▶ **WHAT TO WORK ON**: Retype all of the lines below exactly as they appear.

══ EXERCISE INPUT ══

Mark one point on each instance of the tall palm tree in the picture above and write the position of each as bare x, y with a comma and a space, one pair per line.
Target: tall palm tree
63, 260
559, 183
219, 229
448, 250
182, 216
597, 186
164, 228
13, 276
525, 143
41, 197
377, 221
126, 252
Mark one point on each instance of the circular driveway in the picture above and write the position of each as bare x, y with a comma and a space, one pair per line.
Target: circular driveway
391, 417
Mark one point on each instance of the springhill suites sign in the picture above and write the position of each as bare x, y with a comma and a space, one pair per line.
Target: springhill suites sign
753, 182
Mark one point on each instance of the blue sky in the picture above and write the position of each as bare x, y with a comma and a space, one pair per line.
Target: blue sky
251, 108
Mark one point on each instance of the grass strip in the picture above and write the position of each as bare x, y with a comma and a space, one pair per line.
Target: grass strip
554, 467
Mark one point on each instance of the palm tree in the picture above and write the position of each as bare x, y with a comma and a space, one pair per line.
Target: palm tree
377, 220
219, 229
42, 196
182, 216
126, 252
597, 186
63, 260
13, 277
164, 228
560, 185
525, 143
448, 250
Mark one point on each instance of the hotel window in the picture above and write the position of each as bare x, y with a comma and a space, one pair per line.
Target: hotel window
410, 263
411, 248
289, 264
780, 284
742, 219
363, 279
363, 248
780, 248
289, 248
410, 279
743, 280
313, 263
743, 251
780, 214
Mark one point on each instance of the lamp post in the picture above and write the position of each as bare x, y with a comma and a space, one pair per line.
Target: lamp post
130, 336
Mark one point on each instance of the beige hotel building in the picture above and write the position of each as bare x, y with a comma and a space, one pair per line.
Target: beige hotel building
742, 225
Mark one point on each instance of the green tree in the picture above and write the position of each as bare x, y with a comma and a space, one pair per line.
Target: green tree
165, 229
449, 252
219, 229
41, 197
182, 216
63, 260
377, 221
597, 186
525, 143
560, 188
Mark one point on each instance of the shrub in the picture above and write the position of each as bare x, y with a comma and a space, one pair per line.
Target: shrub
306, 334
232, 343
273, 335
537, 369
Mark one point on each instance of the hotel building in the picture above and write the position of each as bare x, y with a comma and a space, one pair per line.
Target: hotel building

═══

▶ **EXERCISE OUTPUT**:
Mark one point on each instance of the tall palm tree in the picture above and write the position of each as bare x, y with a comma and a space, one pair per line.
Target: tall palm tree
63, 260
559, 183
219, 229
448, 250
182, 216
597, 186
164, 228
13, 276
525, 143
41, 197
377, 221
126, 252
Mark one point on each instance of the circular driveway in the picture above and write the position of each as bare x, y with a comma and a space, one pair per line.
Target: circular driveway
391, 417
Mark one point on each instance of the springhill suites sign in the picture above and write the position of each as bare x, y with a comma and a space, one pair per line.
Target: springhill suites sign
753, 182
Mark one point on each instance of the blue sky in the picture above and write the position of each as bare x, y with a comma and a space, one pair per line.
Target: blue sky
251, 108
Mark one point on each instance of the grass strip in the picture above and write the position of each as bare x, y with a comma and a space, one pair per line.
Target: grass strip
554, 467
Mark one point on each instance of the palm tree in the picture above and write the position of each as bare x, y with a comma and a space, one pair per line.
Target: palm tree
377, 220
219, 229
42, 196
182, 216
126, 252
597, 186
63, 260
13, 277
164, 228
560, 185
525, 143
448, 250
Mark one point on each instance of the hotel window in the picture above and write the position of each as bare x, y with a comma and a space, one pair per line.
Target: hotel window
410, 263
411, 248
289, 264
780, 284
742, 219
363, 279
363, 248
780, 248
289, 248
410, 279
743, 280
313, 263
743, 251
780, 214
Mark one point on each instance of the lamp post in the picture above and write the position of each as bare x, y with a comma and a space, one pair per line.
Target: lamp post
130, 336
Mark one point on each instance of the beige hotel building in the picture above and write the position of each as bare x, y with a comma and a space, one pair per line.
Target: beige hotel building
742, 225
Mark one point on each instance of the green tree in the picture above and write the position of each as bare x, y with a comma and a space, one pair per line.
Target: green tree
165, 229
449, 252
219, 229
41, 197
182, 216
63, 260
377, 221
597, 186
525, 143
560, 188
Mark one point on each instance of the shrub in the picture above and write the position of each as bare x, y with a comma and a space, one pair per line.
Target: shrub
306, 334
232, 343
273, 335
537, 369
Mark one point on each instance of the hotel building in the picture above and write the position of each as bare x, y with a comma and a space, one pair per line.
Target: hotel building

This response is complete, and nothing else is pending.